= Document section =
┌──
Ukraine Crisis Response Strategy
DownloadMore than 1.8 million children have been forced to flee Ukraine in the first month of conflict. Children’s lives and their sense of safety are being uprooted by the conflict and sadly, at this point, there is no end in sight.
We launched our multi-country response by rapidly providing food and NFIs at border points. Since then, World Vision has intensively scaled up its operations across four countries (Ukraine, Romania, Moldova, and Georgia), caring for the most vulnerable refugees and internally displaced people. World Vision’s operational sites are many, but so too is our range of assistance, from providing food and hygiene items to creating safe places for children and their caregivers to supporting transit centres and hosting families. The crisis, like many, requires World Vision to tailor our programs to meet urgent needs in support of national and local systems already in place.
└──
= Work instruction =
Continue the text on the Ukraine crisis response, starting after its final sentence and keeping its voice.

= Data excerpts =
┌──
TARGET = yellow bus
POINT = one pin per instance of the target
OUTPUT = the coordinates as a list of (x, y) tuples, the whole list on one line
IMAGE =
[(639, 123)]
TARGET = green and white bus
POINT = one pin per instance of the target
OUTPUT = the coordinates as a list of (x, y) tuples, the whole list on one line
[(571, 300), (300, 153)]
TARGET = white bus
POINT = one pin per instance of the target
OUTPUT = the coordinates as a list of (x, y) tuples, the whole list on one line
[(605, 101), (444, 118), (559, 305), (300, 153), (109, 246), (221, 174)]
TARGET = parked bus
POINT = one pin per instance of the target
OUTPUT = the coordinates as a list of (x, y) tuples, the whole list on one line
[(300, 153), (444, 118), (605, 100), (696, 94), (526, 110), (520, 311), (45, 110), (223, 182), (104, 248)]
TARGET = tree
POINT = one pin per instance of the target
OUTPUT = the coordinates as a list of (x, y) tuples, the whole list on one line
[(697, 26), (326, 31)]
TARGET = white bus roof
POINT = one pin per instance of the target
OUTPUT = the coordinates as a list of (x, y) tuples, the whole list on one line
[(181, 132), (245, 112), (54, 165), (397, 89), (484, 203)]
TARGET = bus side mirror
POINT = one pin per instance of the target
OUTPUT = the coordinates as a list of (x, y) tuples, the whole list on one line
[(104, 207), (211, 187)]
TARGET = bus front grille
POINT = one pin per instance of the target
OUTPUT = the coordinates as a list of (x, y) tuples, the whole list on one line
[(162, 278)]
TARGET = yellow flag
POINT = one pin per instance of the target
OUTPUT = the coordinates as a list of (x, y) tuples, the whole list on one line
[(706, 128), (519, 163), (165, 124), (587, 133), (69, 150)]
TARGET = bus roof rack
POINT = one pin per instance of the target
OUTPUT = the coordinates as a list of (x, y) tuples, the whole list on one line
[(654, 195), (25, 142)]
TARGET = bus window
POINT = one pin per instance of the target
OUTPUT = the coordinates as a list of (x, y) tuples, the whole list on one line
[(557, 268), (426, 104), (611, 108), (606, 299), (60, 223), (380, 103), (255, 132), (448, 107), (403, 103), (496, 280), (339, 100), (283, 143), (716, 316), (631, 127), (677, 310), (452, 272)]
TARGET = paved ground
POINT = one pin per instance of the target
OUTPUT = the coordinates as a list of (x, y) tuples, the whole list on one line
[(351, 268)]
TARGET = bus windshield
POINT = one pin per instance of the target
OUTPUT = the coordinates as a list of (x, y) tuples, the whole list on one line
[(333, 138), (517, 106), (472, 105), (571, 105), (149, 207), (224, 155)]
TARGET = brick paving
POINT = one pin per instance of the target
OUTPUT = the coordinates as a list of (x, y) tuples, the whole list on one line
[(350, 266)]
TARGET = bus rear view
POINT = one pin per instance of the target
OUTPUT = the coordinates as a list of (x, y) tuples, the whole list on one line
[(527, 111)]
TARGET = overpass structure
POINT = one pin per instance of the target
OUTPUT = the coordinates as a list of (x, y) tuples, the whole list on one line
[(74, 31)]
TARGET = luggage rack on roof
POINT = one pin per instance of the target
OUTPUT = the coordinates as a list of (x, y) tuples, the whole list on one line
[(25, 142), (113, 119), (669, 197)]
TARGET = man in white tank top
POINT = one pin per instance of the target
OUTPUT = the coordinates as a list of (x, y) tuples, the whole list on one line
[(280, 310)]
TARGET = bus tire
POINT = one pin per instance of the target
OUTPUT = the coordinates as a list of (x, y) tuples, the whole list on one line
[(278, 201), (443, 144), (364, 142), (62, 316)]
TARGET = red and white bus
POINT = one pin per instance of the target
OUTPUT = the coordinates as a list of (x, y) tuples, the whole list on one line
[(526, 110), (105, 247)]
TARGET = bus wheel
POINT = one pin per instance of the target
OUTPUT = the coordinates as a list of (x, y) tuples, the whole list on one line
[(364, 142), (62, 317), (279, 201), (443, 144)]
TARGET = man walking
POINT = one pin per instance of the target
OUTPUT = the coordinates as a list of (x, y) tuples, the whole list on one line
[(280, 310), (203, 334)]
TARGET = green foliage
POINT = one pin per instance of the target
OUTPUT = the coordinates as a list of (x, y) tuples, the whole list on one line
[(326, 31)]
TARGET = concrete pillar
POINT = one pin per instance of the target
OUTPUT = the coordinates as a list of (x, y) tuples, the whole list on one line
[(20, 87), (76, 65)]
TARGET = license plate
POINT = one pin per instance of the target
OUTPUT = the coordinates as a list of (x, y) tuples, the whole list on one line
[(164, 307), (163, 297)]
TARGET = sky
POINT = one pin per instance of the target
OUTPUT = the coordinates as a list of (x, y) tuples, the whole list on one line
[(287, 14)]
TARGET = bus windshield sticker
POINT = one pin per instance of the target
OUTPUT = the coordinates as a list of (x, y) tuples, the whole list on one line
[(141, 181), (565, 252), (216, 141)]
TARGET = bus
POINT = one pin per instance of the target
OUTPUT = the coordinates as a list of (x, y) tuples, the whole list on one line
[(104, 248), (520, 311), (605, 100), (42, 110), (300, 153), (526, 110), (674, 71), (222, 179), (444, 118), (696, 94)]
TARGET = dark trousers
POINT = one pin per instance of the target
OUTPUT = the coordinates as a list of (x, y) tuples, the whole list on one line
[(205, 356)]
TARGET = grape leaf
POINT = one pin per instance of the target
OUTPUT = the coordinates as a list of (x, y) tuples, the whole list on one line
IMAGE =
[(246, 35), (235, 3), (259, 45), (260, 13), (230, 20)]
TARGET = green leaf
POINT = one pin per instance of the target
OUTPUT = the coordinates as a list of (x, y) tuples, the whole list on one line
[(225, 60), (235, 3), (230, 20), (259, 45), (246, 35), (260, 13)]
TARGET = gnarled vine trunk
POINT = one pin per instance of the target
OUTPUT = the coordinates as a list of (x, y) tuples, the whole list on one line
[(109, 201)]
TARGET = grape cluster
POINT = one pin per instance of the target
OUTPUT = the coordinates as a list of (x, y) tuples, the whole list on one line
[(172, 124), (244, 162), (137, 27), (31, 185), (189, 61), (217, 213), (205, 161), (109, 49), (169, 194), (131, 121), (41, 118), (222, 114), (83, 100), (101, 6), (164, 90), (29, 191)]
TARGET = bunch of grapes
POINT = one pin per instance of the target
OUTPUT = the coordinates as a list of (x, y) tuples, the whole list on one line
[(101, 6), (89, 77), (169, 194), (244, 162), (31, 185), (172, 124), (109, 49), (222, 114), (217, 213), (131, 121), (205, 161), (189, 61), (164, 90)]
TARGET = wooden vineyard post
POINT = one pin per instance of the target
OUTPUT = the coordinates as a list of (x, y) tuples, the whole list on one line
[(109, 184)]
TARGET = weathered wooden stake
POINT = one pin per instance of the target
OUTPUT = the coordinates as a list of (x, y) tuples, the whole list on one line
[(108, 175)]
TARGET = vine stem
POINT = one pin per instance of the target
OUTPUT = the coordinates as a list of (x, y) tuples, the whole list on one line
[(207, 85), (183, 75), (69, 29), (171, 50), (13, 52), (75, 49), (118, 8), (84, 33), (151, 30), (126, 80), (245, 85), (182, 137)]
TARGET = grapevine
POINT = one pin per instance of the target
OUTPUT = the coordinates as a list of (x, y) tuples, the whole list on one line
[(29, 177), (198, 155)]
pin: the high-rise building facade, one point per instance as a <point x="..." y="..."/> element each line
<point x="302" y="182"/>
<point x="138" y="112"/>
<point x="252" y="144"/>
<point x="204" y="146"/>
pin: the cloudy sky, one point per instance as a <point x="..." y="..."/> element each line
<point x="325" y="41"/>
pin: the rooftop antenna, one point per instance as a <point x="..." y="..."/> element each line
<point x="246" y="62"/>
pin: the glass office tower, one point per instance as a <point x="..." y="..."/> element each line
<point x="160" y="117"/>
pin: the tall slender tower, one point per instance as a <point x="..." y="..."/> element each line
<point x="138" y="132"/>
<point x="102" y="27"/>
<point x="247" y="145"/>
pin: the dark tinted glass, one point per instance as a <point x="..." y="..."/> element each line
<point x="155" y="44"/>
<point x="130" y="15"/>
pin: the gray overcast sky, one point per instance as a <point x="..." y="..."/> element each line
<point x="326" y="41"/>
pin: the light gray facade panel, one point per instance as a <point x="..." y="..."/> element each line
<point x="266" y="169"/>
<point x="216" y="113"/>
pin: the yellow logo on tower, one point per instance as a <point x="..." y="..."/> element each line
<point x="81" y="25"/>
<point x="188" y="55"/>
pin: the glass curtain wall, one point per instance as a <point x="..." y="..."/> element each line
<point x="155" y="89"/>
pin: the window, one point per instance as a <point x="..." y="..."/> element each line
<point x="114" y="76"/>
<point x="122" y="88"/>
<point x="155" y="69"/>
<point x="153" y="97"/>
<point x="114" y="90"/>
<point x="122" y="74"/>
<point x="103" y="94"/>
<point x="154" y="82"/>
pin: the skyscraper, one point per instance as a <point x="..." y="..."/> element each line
└──
= Exercise answer =
For example, Romania possesses strong government and civil society actors with child protection and other systems to support refugees. Our emergency response there seeks to strengthen these actors, building on our 30 years of experience. In Moldova, World Vision is starting our operations through partner organisations, large NGOs and faith-based organisations which are supporting affected Moldovan and Ukrainian families. In Georgia, where World Vision has a long-standing presence, the focus initially has been the provision of cash assistance and psychosocial support. Finally, inside Ukraine, we are supporting hospitals, providing food to internally displaced persons (IDP) centres and beginning cash distributions.
We are committed to serving 290,000 people affected by the conflict across the four countries from the
inception of our response until the end of May. Yet while World Vision is rapidly responding to this tragic crisis, we painfully recognise this conflict will not conclude in two months. Therefore, our minds and hearts must start preparing for the call to expand and deepen our humanitarian operations in service of those who cannot yet return home.